===== INPUT DATA =====

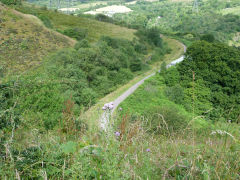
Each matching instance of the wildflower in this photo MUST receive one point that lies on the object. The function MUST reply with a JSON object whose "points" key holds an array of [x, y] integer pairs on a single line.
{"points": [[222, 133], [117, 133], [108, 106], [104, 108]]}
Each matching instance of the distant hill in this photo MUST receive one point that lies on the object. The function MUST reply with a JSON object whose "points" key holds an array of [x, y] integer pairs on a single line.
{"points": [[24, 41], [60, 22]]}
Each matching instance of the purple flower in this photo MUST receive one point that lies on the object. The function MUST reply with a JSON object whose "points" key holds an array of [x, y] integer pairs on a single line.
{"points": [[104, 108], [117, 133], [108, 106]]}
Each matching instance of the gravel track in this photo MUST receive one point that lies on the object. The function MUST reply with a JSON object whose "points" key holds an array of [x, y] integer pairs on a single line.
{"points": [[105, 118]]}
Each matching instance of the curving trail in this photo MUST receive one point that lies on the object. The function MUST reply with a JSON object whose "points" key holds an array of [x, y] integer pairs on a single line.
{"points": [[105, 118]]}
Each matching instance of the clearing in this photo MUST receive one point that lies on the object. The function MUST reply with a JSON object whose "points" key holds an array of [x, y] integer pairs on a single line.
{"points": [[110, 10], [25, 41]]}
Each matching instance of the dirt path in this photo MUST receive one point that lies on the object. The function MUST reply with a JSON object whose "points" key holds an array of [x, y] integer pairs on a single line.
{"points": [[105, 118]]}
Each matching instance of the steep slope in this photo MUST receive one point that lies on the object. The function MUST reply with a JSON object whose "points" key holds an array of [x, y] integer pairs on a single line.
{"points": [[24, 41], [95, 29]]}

=====
===== INPUT DATA =====

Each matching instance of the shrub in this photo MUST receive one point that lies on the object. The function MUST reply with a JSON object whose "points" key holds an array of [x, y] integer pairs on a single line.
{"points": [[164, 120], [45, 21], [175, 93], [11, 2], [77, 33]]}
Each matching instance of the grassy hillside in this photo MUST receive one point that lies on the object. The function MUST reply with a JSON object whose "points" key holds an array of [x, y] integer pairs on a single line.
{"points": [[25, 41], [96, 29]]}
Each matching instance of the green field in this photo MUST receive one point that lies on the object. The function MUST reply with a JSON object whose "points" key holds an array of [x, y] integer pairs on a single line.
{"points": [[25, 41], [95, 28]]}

=====

» **YOUR OBJECTIVE**
Pick out each line in the two blocks above that contains the word "track" and copy it in full.

» **TASK SOLUTION**
Each matching instance of the gravel track in this photo MUST receive one point that lies on the object. The function MUST reply with a JSON object whose "points" key holds an array of [x, y] integer pairs on a single line.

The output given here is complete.